**Excerpt to read**
"""
Argentina has become a very active area for our AC 2000 horsepower class in the Vaca Muerta region, and currently enjoy strong demand for our ADR type rigs, along with our Edge control technology there, working primarily with various IOCs. Venezuela, a bit of an enigma right now, but when you get past some of the news, the energy business is still a necessity.

Most of our contracts are with mixtas, and we believe sanctions on oil are unlikely. We see Venezuela business not being adversely affected.

But nonetheless at the same time, it will become more challenging. There's never a dull moment in Venezuela.

But we've been here for a long time, and it's a file that we know very well. So that's all I had.

Back to you, Bob.

Robert Geddes

Thanks, Mike. So we'll turn it back to the operator for Q&A.

Operator

[Operator Instructions] And we have a question from the line of Jon Morrison from CIBC Capital Markets. Your line is open.

Robert Geddes

Hello, Jon.

Jon Morrison

Afternoon, all. Mike Nuss, can you talk about Venezuela.

You said that you have 4 rigs running right now. Has that held fairly constant over the last couple months?

Mike Nuss

Yes, it's held constant through the year.

Jon Morrison

Okay. And is your view - I realize it's really hard to forecast things.

But it's obviously a topic of conversation right now. If there were any large worker strikes, is your view that the mixta companies would be less affected than perhaps PDVSA at this point?

Mike Nuss

I think so. We've been working with the mixtas and the IOCs for quite some time now and it's been a fairly stable market.

Jon Morrison

Okay. Mike Gray this time, are you willing to share what Ensign's total payables outstanding in Venezuela are at this point and give us any sense of what PP&E in the country is?

Michael Gray

Nothing specific on that. With the accounts receivable, we do have a balance with PDVSA that we did take a discount in 2016 on, of which we really focused on most of the contracts with the mixta companies.

And we are receiving U.S. dollars from them.

I mean we just received a fair chunk of U.S. dollars in the last couple weeks out of Venezuela.

So for the most part, we still have the same belief that we had before that it's just a matter of timing of when we'll get paid. It will probably be a bit more prolonged.

But for the most part, we don't really foresee any issues on that long term, I mean only the short-term sort of effects that we see right now. And then as for the PP&E, I mean you'd have 8 rigs that are in country, a little bit older style rigs.

So we're not really talking a significant amount of PP&E in that country.

Jon Morrison

Okay. And it's fair to assume that any potential debt issue with PDVSA shouldn't tie into you guys that much, just based on customer exposure right now?
"""
**Work to complete**
1 – Answer these from the earnings call transcript:
(a) In which region of Argentina is the AC 2000 horsepower class very active?
(b) In what year was a discount taken on the balance with PDVSA?
(c) How many rigs are in Venezuela, according to the PP&E answer?
2 – Carry on the earnings call transcript, starting right after the last question about PDVSA debt.

**Data provided**
"""
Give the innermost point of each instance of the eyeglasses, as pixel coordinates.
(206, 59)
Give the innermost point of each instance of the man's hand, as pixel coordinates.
"""
**Answers for this exercise**
1 –
(a) Vaca Muerta
(b) 2016
(c) 8

2 –
Michael Gray

It shouldn't be material.

Jon Morrison

Okay. You talked about the ongoing price momentum in the Permian right now, and how you can still see some pricing gains unfold.

Do you guys have incremental rigs that you can put back to work in that market right now or are you fairly tapped out and high spec rigs currently in the Southern U.S.?

Robert Geddes

Yes, we've got - right now we have 18 running, Jon. And we've got 2 more coming on stream.

That will give us the 20. Of course quarter-over-quarter we've been turning our contracts, they've been on kind of 6-month actuarials that we're turning those over.

So quarter-over-quarter, I think we'll start to see that moving up in third quarter. Fourth quarter, probably start peaking off in the fourth quarter on a quarter-over-quarter basis in the Permian.

But to answer your question, we've got 2 more getting added. And we've been at this for a year and a half, almost 2 years now.

We've probably put about close to $100 million of new rig and upgrades into the Permian for super spec rigs. So we got ahead of it a little bit ahead of our competitors and that's why we've got quite a high utilization.

There is a few other rigs that could be modified. But right now we think that the Permian is rigged up, and right now it's kind of harvest time.

Mike Nuss did point out that in our Rockies area, we've got 8 of our ADR 1500s, and 6 of those are super spec rigs that we've upgraded over the last year as well.

Jon Morrison

Bob, is pricing differential across markets and demand strong enough that you'd actually think about relocating certain rigs at this point, or to your point earlier, you just harvest what you have?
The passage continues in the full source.